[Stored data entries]
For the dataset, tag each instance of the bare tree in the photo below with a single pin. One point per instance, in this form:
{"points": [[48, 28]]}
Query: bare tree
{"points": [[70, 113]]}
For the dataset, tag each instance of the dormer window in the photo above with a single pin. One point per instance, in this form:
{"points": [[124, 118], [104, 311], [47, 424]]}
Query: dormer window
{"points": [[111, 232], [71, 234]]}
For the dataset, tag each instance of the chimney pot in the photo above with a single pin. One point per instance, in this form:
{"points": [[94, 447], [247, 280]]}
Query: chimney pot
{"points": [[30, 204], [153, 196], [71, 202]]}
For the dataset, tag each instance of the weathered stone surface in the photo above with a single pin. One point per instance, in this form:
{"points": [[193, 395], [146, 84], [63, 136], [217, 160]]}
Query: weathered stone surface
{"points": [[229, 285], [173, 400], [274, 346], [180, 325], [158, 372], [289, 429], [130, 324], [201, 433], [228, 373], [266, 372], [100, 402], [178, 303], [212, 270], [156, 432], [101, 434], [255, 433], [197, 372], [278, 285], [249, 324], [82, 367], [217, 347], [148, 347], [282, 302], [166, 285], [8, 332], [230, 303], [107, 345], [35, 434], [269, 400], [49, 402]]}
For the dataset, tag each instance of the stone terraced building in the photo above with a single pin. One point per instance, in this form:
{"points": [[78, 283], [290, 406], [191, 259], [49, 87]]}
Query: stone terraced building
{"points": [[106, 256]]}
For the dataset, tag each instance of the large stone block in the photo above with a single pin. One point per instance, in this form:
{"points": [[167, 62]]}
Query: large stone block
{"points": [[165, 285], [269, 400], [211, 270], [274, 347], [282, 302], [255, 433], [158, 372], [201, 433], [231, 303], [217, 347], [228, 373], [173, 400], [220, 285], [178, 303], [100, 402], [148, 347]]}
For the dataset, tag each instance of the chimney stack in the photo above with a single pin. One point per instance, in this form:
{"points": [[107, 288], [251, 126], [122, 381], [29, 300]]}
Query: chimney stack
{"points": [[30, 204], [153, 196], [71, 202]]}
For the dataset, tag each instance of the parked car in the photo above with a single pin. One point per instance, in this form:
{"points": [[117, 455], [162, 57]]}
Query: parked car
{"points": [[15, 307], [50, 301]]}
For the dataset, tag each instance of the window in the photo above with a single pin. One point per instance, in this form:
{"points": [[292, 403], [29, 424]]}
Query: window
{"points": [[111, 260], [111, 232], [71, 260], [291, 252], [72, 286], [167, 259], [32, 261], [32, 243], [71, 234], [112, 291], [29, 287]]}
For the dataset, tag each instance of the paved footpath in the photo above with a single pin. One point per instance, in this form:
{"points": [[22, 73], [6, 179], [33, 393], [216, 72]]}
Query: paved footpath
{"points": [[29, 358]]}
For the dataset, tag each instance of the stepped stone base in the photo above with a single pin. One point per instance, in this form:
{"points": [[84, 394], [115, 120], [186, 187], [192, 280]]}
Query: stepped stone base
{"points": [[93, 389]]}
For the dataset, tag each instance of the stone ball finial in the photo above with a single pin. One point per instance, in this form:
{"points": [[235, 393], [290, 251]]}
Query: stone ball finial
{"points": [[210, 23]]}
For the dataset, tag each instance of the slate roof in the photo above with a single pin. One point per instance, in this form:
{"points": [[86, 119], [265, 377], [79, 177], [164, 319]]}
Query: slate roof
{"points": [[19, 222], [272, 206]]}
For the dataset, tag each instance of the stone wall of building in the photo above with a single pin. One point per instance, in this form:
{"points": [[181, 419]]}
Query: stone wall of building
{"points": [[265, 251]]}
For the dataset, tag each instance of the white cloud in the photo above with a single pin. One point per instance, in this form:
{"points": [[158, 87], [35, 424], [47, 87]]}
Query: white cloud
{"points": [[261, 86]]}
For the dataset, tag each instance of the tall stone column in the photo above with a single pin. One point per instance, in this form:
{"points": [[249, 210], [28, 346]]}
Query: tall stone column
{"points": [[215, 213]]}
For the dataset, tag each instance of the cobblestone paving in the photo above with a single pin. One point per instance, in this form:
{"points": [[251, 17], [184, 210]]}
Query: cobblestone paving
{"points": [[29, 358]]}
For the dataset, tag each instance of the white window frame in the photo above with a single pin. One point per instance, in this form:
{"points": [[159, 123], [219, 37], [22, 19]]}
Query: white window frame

What the exercise asks → Report each line of the data in which "frame" occurs.

Answer to this problem →
For the dataset, tag each instance of the white window frame in the photo above with a single pin. One point per instance, in this form:
Query: white window frame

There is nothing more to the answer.